═════ Stored rows
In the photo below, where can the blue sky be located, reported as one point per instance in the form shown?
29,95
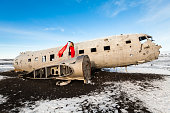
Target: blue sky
28,25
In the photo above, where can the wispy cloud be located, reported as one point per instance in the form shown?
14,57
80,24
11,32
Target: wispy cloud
114,7
54,29
33,35
155,11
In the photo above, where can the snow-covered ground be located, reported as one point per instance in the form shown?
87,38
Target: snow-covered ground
156,99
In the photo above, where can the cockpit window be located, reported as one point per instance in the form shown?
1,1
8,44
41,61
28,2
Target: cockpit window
142,39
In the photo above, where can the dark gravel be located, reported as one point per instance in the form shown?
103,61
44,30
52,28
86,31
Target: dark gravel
19,90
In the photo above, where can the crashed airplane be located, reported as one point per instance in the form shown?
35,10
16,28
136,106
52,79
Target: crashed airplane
109,52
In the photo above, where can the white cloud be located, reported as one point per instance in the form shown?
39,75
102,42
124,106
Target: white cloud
54,29
114,7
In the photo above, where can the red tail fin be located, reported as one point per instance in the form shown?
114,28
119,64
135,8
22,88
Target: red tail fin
60,53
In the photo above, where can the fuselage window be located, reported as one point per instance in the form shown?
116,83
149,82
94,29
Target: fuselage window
93,50
81,51
36,59
29,60
128,41
43,58
106,48
51,57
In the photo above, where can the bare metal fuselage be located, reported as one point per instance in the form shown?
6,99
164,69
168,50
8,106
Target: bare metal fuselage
114,51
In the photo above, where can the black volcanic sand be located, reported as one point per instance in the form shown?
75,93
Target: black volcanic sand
19,90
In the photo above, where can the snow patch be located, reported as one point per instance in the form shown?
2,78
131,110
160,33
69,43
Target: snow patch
══════════
Write out all of the material above word for word, but leave out the picture.

In the photo below, where can the blue sky be located, reported as one point per instance in the form shown?
29,95
Target: blue sky
28,25
In the photo above, where can the wispy cloud be located, reported as one point per instance in the form shown?
14,57
80,24
11,32
Target: wispy cloud
114,7
54,29
33,35
155,11
In the photo above, where can the snow-covered ground be located, reported as one point per instance in the form shown?
87,38
Target: snow-covered ground
156,99
In the photo above, where can the cockpit window be located, reported as one point per instance in the form shown?
1,1
8,44
41,61
28,2
Target: cockpit window
142,39
In the photo above, where can the dark gravel be located, reported as one point per instance in the form shown?
103,61
44,30
52,28
86,31
Target: dark gravel
19,90
In the photo above, where can the crashed airplane be located, reported as one point per instance in the form shown?
35,10
16,28
136,106
52,79
Target: crashed airplane
109,52
In the photo above, where can the white cloud be located, reported as one point per instance in the form shown?
39,75
102,42
124,106
Target: white cloud
54,29
114,7
In the photo above, where can the red tail fin be located, reported as one point per instance in the form shown?
114,28
119,64
135,8
22,88
Target: red tail fin
60,53
In the photo above, where can the fuselage window be located, reported as one point per instance in the form shown?
116,83
149,82
94,29
Target: fuselage window
93,50
81,51
36,59
29,60
128,41
43,58
106,48
51,57
In the photo above, where can the bare metal fuselage be located, reported as one point per instance in the form shown?
6,99
164,69
168,50
8,106
Target: bare metal fuselage
114,51
In the photo above, where can the black volcanic sand be located, reported as one point per instance in the form shown?
75,93
Target: black volcanic sand
19,90
In the photo above, where can the snow patch be located, reported as one point per instance in the form shown?
2,78
131,110
160,33
69,43
Target: snow patch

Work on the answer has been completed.